So what’s so great about Euros anyway?

A lot.

I don’t need you as much as Euro need me!

Turns out they’re rather nifty. Back when I was little Pixie back in the UK I had vague rememberings about taking the Euro as a currency.

Actually, the rumblings of Sterling vs Euro had been going since ‘90- way before I would be able to understand anything. It looked promising that the Sterling would go the way of the French Franc, German Mark, and the Greek Lira- but it didn’t.

As always, when things are looking up, the financial markets decide to go tits up. In ‘92 it really did. It was so bad it was called “Black Wednesday” and has, like all the crashes since, it royally screwed over the most vulnerable of people whilst those who caused it were fine. Anyways, this crash was blamed, partly, upon the UK’s preparation to switch to the Euro.

The following ten years saw the worst Labour government ever, buffoon around setting out a “five economic tests” plan. The idea being that we had to cross off each point before we could go ahead. That this would make sure that the decision was right for the UK and we were prepared.

Excerpt from "Euro Rather Nifty" blog "it had never occurred to consider how far the coins she was using had travelled, or the history attached to them"

Towards 2007 to 2010 Labour continued to lump their way along. Gordon Brown even stated that not joining the Euro was the “right thing” for the UK. Strangely other politicians, including Monetary Policy Affairs Commissioner Joaquín Almunia, still though the chances of the UK joining others was still high.

The real test came in the 2010 election- with the Lib Dems (you know- the yellow ones) running on a pro-Euro campaign. They lost a lot of seats- but joined up with the Tories to form a coalition. Not only did they drop the pro-Euro sentiments but also something they had promised all along- scrapping uni fees. It’s almost as if they dropped everything that made them different to the Tories just so they could sit at the big boy’s table instead of their high chair. For that, I, and thousands of others of my age will never forgive them.

* **Provided information**:
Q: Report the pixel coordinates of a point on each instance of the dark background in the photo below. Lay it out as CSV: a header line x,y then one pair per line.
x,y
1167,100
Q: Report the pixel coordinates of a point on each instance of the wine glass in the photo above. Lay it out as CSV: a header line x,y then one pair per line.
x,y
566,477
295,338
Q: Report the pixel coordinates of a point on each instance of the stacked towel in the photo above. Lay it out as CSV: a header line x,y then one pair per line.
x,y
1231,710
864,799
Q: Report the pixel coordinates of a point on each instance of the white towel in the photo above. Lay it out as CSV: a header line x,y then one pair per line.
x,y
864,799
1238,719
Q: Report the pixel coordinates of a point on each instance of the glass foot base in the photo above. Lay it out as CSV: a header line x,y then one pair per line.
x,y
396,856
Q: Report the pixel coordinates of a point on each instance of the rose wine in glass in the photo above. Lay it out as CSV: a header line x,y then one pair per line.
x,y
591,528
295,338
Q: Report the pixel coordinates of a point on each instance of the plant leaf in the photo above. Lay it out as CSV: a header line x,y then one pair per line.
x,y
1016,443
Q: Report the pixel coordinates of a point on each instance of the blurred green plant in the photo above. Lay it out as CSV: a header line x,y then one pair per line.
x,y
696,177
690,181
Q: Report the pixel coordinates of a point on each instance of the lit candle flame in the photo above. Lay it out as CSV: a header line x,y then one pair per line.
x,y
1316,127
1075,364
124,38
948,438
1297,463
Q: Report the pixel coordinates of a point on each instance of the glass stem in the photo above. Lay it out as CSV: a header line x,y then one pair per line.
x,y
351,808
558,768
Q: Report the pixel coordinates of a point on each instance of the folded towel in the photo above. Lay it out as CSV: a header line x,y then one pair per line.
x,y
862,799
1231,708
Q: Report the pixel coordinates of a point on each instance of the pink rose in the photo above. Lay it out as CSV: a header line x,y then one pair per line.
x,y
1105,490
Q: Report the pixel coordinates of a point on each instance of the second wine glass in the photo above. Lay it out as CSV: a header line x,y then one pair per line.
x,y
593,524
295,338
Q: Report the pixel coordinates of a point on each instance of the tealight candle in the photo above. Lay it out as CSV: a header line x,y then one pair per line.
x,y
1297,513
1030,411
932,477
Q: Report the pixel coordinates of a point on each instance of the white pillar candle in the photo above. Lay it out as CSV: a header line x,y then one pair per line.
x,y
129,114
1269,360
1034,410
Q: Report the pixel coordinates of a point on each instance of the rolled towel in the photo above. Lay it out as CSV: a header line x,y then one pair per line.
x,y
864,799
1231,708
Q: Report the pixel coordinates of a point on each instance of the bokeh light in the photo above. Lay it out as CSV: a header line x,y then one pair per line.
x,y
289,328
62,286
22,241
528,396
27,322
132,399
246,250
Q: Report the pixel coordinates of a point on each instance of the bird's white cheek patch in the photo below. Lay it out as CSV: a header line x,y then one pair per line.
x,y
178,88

* **Exercise goal**: Could you carry on the piece about Britain and the Euro, picking up right after its last sentence?

* **Final result**:
At that point, any hope of the UK joining the Euro was out the window.

My personal thoughts? I’m not sure, to be honest. There is a certain amount of heritage in your currency we’ll find out more about this later. An analogy that has always stuck with me, I heard a few times back when the debate was going on was:

It’s foolish to expect the same fuel to work for Germany’s super power car like economy to power the beaten up on tractors of Southern Italy!

To a point yes, I see where you’re coming from. At the same time currency isn’t that simple- I know that even more so after meeting Belov’d.

It’s too hard to know, and hindsight is a wonderful thing to have in these situations.

Our collection

What I do know about Euros is that they’re pretty interesting. Aside from the fact I can spend the Euros, I’m earning in eighteenth other countries without an issue is the different patterns.

The paper notes are the same across the nineteen countries. They have nondescript historical bridges on them. The coins, on the other hand, are personalised to each country. The value side (ie how much the coin is worth) is the same, but the other side was left up to the individual countries.

Obviously, the most common version for Belov’d and I to come across is the Irish one. It’s similar to the Irish pence, with the Celtic harp on the back. However, we regularly check our pockets for more exotic variations. Currently, we have 13 in the collection- spanning from 5 cent pieces to €2.

5 Cent

Austrian 2002

2264 km (1407 miles) away.

Austria 5 Cent Piece

Austria chose to highlight their native plants on their coins. This particular one shows off an Alpine primrose.

Netherlands 2001

1371 km (852 miles) away.

Netherlands 5 Cent

There are two kinds of 5 cent coins in circulation from the Netherlands. This is a portrait of Queen Beatrix, and the other is of King Willem-Alexander.

10 Cent

Latvia 2014

3155 km (1960 miles) away.

Latvian 10 cents

The cent coins all bear the Latvian coat of arms, the larger denominations (€1 and €2) have a woman in traditional dress.

20 Cent

Spain 1999 and 2006

1950 km (1211 miles) away.

Spanish 20 cent

Miguel de Cervantes features on both coins, but the 1996 edition is understandably more worn down. The Spanish literary giant features similar to the Latvian coat of arms, on the smaller denominations.

Belgian 2007

2264 km (1407 miles) away.

Belgium 20 cent

A bit like the older pence from the UK this has the reigning monarch on. This has King Albert II on the side. It has been updated every few years, and in 2014 the new King, King Philippe, took over.

Austria 2002

2264 km (1407 miles) away.

Austria 20 cent

This is one of Austria’s famous baroque palaces, Belvedere. It was there in 1955 were the treaty that established Austria’s sovereignty was signed.

50 Cent

Slovakia 2009

2689 km (1670 miles) away.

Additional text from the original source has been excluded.